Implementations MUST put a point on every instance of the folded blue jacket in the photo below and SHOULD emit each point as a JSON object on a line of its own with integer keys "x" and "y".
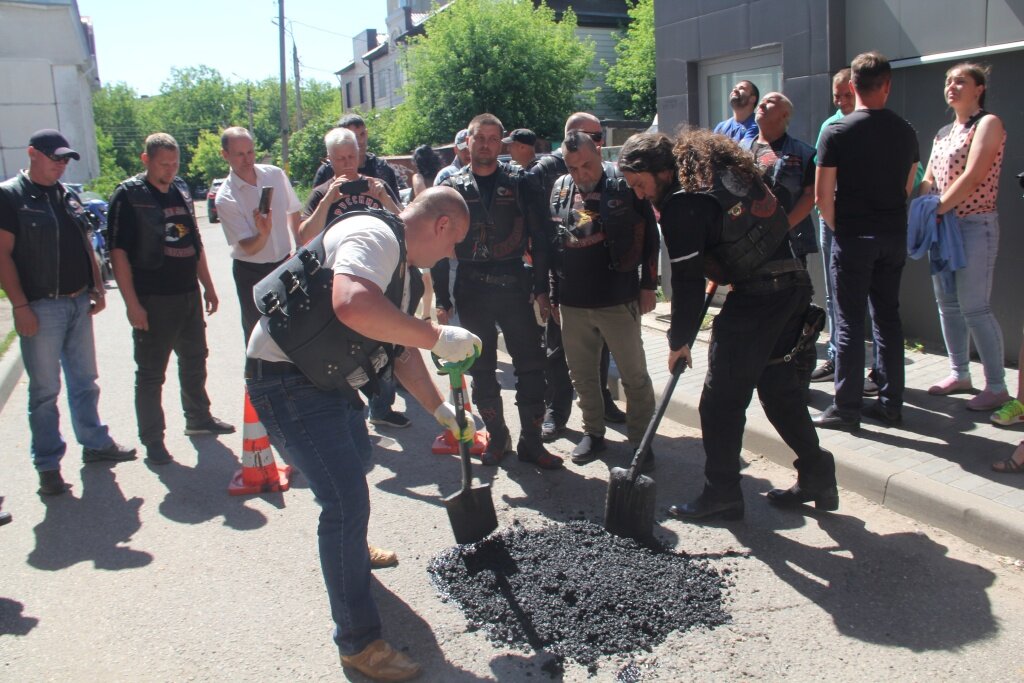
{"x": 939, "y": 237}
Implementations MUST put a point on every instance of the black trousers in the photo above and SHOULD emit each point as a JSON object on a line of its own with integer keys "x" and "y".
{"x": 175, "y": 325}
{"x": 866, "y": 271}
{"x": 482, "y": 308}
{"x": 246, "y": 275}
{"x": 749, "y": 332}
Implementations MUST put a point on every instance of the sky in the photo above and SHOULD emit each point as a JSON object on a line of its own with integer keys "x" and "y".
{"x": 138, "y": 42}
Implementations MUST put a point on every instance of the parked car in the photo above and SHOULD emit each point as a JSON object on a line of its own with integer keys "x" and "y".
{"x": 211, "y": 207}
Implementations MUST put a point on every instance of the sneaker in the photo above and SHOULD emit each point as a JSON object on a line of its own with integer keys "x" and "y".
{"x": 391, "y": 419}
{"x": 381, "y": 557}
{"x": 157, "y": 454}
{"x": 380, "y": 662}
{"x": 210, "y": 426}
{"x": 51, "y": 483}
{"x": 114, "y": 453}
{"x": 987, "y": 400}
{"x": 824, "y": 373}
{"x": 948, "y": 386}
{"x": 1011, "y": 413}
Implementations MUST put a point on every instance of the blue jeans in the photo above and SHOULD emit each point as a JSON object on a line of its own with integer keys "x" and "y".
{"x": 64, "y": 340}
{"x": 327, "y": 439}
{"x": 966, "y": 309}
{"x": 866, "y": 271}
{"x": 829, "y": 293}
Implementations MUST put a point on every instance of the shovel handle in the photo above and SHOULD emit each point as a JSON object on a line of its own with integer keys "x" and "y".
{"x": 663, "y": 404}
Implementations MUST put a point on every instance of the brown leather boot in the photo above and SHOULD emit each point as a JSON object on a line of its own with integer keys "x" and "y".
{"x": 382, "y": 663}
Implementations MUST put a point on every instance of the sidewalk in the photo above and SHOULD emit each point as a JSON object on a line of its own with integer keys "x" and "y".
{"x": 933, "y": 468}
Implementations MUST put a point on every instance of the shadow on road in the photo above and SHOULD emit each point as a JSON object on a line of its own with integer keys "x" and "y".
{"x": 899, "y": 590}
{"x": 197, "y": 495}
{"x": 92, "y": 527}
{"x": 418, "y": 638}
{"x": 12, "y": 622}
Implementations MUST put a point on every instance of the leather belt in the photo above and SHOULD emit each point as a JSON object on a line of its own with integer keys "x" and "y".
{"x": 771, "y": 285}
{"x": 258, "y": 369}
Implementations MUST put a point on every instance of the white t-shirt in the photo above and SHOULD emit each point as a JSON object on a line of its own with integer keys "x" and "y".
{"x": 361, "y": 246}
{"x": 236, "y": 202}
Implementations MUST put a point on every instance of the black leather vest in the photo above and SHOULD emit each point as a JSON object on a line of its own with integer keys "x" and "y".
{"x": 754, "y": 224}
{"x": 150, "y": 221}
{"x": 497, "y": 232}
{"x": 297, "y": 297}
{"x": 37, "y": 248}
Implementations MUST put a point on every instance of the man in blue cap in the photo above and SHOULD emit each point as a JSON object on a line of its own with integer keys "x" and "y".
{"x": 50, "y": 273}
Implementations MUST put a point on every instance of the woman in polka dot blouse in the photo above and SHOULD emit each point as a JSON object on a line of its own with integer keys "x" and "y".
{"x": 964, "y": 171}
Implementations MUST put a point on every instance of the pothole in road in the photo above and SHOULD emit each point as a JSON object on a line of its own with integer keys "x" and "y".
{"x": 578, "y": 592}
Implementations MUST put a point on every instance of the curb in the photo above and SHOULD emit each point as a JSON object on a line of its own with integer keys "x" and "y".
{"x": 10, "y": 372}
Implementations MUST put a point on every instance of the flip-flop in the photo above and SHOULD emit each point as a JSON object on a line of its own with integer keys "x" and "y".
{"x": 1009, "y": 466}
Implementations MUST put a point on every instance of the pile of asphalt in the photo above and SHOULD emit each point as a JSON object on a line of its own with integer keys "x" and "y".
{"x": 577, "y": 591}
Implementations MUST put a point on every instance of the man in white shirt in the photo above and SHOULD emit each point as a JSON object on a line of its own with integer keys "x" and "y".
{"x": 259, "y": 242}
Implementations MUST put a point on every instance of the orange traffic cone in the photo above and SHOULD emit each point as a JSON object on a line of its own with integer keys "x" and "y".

* What to work on *
Print the listing word for word but skip its pictures.

* Exercise response *
Implementations MUST put a point on every instance of the folded blue jacket in the photo below and SHOULD emit each point as a JSON object on a line of its own with integer keys "x" and "y".
{"x": 939, "y": 237}
Implementations MUST put a point on every instance of the black trousers in the photo above and SHOULD emit each point as a JSON object on a line of its own with integer keys "x" and "y".
{"x": 175, "y": 325}
{"x": 866, "y": 271}
{"x": 482, "y": 308}
{"x": 246, "y": 275}
{"x": 749, "y": 332}
Implementations MUST put a point on every instance of the sky in the photo above and SHOULD emit each point as a JSON object on a line of its own with integer keys "x" and "y".
{"x": 138, "y": 42}
Implementations MUST put a point on every instance of the parked car in the photo above and SHOULD emit each point as a JSON object on a line of its own with integer keys "x" and "y".
{"x": 211, "y": 207}
Implementations MUST put a point on every instance of the sneaker in the photo above and SHOULD emit each point as a JSON object on a line of its own with integer keys "x" and "y".
{"x": 391, "y": 419}
{"x": 381, "y": 557}
{"x": 157, "y": 454}
{"x": 380, "y": 662}
{"x": 210, "y": 426}
{"x": 51, "y": 483}
{"x": 114, "y": 453}
{"x": 987, "y": 400}
{"x": 824, "y": 373}
{"x": 948, "y": 386}
{"x": 1011, "y": 413}
Implementations MUST put a point on every instance of the blue jeans in the photo above and SHOULD emit each point as a JSON object on a line of its own with integer keys "x" and "y".
{"x": 64, "y": 340}
{"x": 327, "y": 439}
{"x": 966, "y": 309}
{"x": 866, "y": 271}
{"x": 829, "y": 293}
Implementations MUST put a point on every instance of the shovel handle in the photo above and SHOULD emit each point as a JSON object on a line of its own with integer keys "x" and "y".
{"x": 663, "y": 404}
Implementations MUST put a point on every instance of the brown leather boot in the photo above and SHOULD emit each point as a JSON object on a line of its own with integer keys "x" and "y".
{"x": 382, "y": 663}
Implementations MUST put a point on every instance of the sidewalk in the photo above and SHOULD emit each point as a JSON object on a line of its own with integer keys "x" and "y".
{"x": 933, "y": 468}
Implementations MUST put a point on every instance of the shadow on road in the photo above and SHOULD emit each point as a JSON object on a line of its own with integer keys "x" and "y".
{"x": 899, "y": 590}
{"x": 197, "y": 495}
{"x": 92, "y": 527}
{"x": 418, "y": 638}
{"x": 12, "y": 622}
Implementations MUST put a point on every instance of the leather belt in the photo above and SHOULD emit each point as a JSON object on a line of its own with integer keys "x" and "y".
{"x": 771, "y": 285}
{"x": 258, "y": 369}
Implementations MUST put a point on every instance of the white t-shirt in the photo above and SHOULD emit each point as a JSON object on a line of its own with integer keys "x" and "y".
{"x": 361, "y": 246}
{"x": 236, "y": 202}
Implementations MUST put a point on every instance of the black leather vest in the photo above and SHOULD emit each point as a JSON object on a line of its own with integer keys "x" and "y".
{"x": 754, "y": 224}
{"x": 150, "y": 221}
{"x": 497, "y": 232}
{"x": 297, "y": 297}
{"x": 37, "y": 248}
Implementations MUST put a point on every instance of the man in blue cap in the photo above and SHOULD emit each point as a JSON object on a line of its own with integer keys "x" and "y".
{"x": 50, "y": 273}
Implementations MUST put a point on every instance of the woman in polka dot blouse in the photo above and SHOULD emit each point as a JSON object on a line of its own with integer keys "x" and "y".
{"x": 964, "y": 171}
Implementations MUST put a point on every instance of the pothole in road in the photo above and SHOULD emit each point as a JSON object on a line of its own with integer keys "x" and "y".
{"x": 578, "y": 592}
Implementations MUST put a point on every instance of the curb in the photo above and SHOULD emit each point as a JSON object on a line of its own with integer keys "x" and "y".
{"x": 10, "y": 372}
Implementations MUST put a point on every instance of the flip-flop in the photo above and SHOULD emit each point as a JSON object on a line of its own with integer keys "x" and "y".
{"x": 1009, "y": 466}
Implementations MUST put a point on every instance of the pile of asphalt in the photo above and SHOULD emit each point as a JSON object on a line of its own with integer keys "x" and "y".
{"x": 577, "y": 591}
Implementations MUST put a point on every instance of the man in white shirt in the photo above and SHOULD emit each point as a JSON object on a line of its own with integer keys "x" and "y".
{"x": 259, "y": 242}
Implementations MUST put a point on every instance of the orange traffic cone in the photo above and SHOULD emit each point as a JSON object on a line of its own with integer keys "x" and "y".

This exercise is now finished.